■ GIVEN INSTRUCTION
Render the items below as a two-column CSV with the headers instruction and response, with one row per item. Put each item's text and its answer in their own quoted fields, and replace line breaks with spaces.

##### INFORMATION GIVEN

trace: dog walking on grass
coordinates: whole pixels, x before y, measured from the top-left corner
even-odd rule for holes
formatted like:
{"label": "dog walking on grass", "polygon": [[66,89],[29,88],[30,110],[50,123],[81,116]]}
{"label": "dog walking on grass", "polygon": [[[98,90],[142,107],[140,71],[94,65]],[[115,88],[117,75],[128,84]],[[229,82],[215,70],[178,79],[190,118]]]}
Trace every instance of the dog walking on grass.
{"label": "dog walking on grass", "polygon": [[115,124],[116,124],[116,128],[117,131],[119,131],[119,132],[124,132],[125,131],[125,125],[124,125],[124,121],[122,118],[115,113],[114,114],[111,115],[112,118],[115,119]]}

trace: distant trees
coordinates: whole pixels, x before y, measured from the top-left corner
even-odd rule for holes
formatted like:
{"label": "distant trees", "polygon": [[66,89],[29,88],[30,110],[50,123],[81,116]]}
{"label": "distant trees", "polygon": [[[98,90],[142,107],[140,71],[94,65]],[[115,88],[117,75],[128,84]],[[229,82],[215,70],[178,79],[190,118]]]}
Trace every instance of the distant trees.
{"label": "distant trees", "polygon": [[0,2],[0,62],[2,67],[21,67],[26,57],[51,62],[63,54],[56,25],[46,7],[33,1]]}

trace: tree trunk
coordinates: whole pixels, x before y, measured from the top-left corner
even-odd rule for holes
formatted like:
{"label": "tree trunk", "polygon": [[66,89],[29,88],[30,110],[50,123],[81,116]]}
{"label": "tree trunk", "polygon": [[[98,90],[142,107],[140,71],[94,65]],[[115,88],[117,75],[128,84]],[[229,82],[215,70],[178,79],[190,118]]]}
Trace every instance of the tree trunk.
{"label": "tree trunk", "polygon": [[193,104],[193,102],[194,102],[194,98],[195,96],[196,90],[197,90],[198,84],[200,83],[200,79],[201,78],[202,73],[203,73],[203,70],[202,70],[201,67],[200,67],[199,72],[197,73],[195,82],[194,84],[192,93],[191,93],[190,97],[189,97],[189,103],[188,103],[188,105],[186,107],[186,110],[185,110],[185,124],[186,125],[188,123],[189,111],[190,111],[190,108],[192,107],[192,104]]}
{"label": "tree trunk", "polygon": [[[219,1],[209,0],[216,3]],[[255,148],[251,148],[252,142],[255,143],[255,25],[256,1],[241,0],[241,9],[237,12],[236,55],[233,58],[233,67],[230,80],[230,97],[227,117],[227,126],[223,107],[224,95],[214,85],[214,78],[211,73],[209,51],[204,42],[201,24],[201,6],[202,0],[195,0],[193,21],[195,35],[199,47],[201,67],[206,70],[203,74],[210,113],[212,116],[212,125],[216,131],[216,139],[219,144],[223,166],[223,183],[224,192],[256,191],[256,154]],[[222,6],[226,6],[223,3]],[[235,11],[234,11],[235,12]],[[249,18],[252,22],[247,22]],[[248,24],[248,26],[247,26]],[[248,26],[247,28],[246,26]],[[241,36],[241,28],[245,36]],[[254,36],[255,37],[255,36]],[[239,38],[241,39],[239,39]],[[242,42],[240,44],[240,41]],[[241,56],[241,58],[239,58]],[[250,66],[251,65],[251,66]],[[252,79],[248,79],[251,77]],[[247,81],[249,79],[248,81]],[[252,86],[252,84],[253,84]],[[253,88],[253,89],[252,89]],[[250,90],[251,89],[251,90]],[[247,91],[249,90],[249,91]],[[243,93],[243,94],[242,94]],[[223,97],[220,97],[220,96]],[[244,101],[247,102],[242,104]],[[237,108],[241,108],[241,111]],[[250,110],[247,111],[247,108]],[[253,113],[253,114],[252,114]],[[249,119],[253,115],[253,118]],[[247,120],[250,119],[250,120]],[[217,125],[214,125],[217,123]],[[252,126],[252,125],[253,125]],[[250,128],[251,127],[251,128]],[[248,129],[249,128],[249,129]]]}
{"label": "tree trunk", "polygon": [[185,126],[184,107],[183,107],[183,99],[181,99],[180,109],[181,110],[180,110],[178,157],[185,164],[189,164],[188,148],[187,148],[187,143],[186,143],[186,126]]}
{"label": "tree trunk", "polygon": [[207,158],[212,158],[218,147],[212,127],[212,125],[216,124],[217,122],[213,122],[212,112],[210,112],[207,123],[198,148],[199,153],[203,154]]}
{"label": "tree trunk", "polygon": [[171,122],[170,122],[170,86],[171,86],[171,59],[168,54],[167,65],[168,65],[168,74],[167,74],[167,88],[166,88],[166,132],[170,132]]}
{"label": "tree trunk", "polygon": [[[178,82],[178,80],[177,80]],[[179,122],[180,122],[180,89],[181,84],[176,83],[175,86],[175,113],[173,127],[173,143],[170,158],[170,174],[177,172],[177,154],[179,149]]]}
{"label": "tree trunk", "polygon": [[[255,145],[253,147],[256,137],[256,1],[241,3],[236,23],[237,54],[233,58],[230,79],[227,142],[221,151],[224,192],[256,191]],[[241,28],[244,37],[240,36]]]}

##########

■ FINISHED TASK
instruction,response
"trace: dog walking on grass coordinates: whole pixels, x before y, measured from the top-left corner even-odd rule for holes formatted like: {""label"": ""dog walking on grass"", ""polygon"": [[66,89],[29,88],[30,110],[50,123],[81,116]]} {""label"": ""dog walking on grass"", ""polygon"": [[[98,90],[142,107],[140,71],[94,65]],[[115,88],[117,75],[128,84]],[[229,82],[215,70],[178,79],[190,118]]]} Trace every instance of the dog walking on grass.","{""label"": ""dog walking on grass"", ""polygon"": [[115,124],[116,124],[116,128],[117,131],[119,131],[119,132],[124,132],[125,131],[125,125],[124,125],[124,121],[122,118],[115,113],[114,114],[111,115],[112,118],[115,119]]}"
"trace: distant trees coordinates: whole pixels, x before y, measured from the top-left corner even-odd rule for holes formatted like: {""label"": ""distant trees"", ""polygon"": [[66,89],[29,88],[30,110],[50,123],[81,116]]} {""label"": ""distant trees"", ""polygon"": [[[98,90],[142,107],[140,71],[94,65]],[[115,88],[117,75],[128,84]],[[229,82],[215,70],[178,79],[190,118]]]} Trace every instance of the distant trees.","{""label"": ""distant trees"", ""polygon"": [[0,2],[0,62],[2,67],[21,67],[26,57],[51,62],[63,54],[56,25],[46,7],[33,1]]}"
"trace: tree trunk coordinates: whole pixels, x before y, measured from the top-left corner even-odd rule for holes formatted like: {""label"": ""tree trunk"", ""polygon"": [[66,89],[29,88],[30,110],[50,123],[81,116]]} {""label"": ""tree trunk"", ""polygon"": [[[98,90],[142,107],[140,71],[94,65]],[[115,88],[117,75],[128,84]],[[229,82],[215,70],[178,79],[190,118]]]} Trace every instance of the tree trunk.","{""label"": ""tree trunk"", ""polygon"": [[193,104],[193,102],[194,102],[194,98],[195,96],[196,90],[197,90],[198,84],[200,83],[200,79],[201,78],[202,73],[203,73],[203,70],[202,70],[201,67],[200,67],[199,72],[197,73],[195,82],[194,84],[192,93],[191,93],[190,97],[189,97],[189,103],[188,103],[188,105],[186,107],[186,110],[185,110],[185,124],[186,125],[188,123],[189,111],[190,111],[190,108],[192,107],[192,104]]} {""label"": ""tree trunk"", ""polygon"": [[[219,1],[209,0],[216,3]],[[255,148],[251,148],[252,142],[255,143],[255,25],[256,1],[241,0],[241,9],[237,12],[236,55],[233,58],[233,67],[230,80],[230,97],[227,117],[227,126],[223,107],[224,95],[214,85],[214,78],[211,73],[209,51],[204,42],[201,24],[201,6],[202,0],[195,0],[193,21],[195,35],[199,47],[201,67],[206,70],[203,74],[210,113],[212,116],[212,125],[216,131],[216,139],[219,144],[223,166],[223,183],[224,192],[256,191],[256,154]],[[222,6],[226,6],[223,3]],[[235,11],[234,11],[235,12]],[[249,18],[252,22],[247,22]],[[248,24],[248,26],[247,26]],[[248,26],[247,28],[246,26]],[[241,36],[241,28],[245,36]],[[254,36],[255,37],[255,36]],[[239,38],[241,39],[239,39]],[[242,42],[240,44],[240,41]],[[241,56],[241,58],[239,58]],[[250,66],[251,65],[251,66]],[[252,79],[248,79],[251,77]],[[247,81],[249,79],[248,81]],[[252,86],[252,84],[253,84]],[[253,88],[253,89],[252,89]],[[250,90],[251,89],[251,90]],[[247,91],[249,90],[249,91]],[[243,93],[243,94],[242,94]],[[223,97],[220,97],[220,96]],[[244,101],[247,102],[242,104]],[[237,108],[241,108],[241,111]],[[250,110],[247,111],[247,108]],[[253,113],[253,114],[252,114]],[[249,119],[253,115],[253,118]],[[247,120],[250,119],[250,120]],[[217,125],[214,125],[217,123]],[[252,126],[252,125],[253,125]],[[250,128],[251,127],[251,128]],[[248,129],[249,128],[249,129]]]} {""label"": ""tree trunk"", ""polygon"": [[185,126],[184,107],[183,107],[183,99],[181,99],[180,109],[181,110],[180,110],[178,157],[185,164],[189,164],[188,148],[187,148],[187,143],[186,143],[186,126]]} {""label"": ""tree trunk"", ""polygon"": [[207,158],[212,158],[218,147],[212,127],[212,125],[216,124],[217,122],[213,122],[212,112],[210,112],[207,123],[198,148],[199,153],[203,154]]} {""label"": ""tree trunk"", ""polygon"": [[171,122],[170,122],[170,86],[171,86],[171,59],[168,54],[167,65],[168,65],[168,74],[167,74],[167,88],[166,88],[166,132],[170,132]]} {""label"": ""tree trunk"", ""polygon"": [[[178,82],[178,80],[177,80]],[[179,122],[180,122],[180,89],[181,84],[176,83],[175,86],[175,113],[173,127],[173,143],[170,158],[170,174],[177,172],[177,154],[179,149]]]} {""label"": ""tree trunk"", ""polygon"": [[[255,145],[253,147],[256,137],[256,1],[241,3],[236,23],[237,54],[233,58],[230,79],[227,142],[221,151],[224,192],[256,191]],[[241,28],[244,37],[240,36]]]}"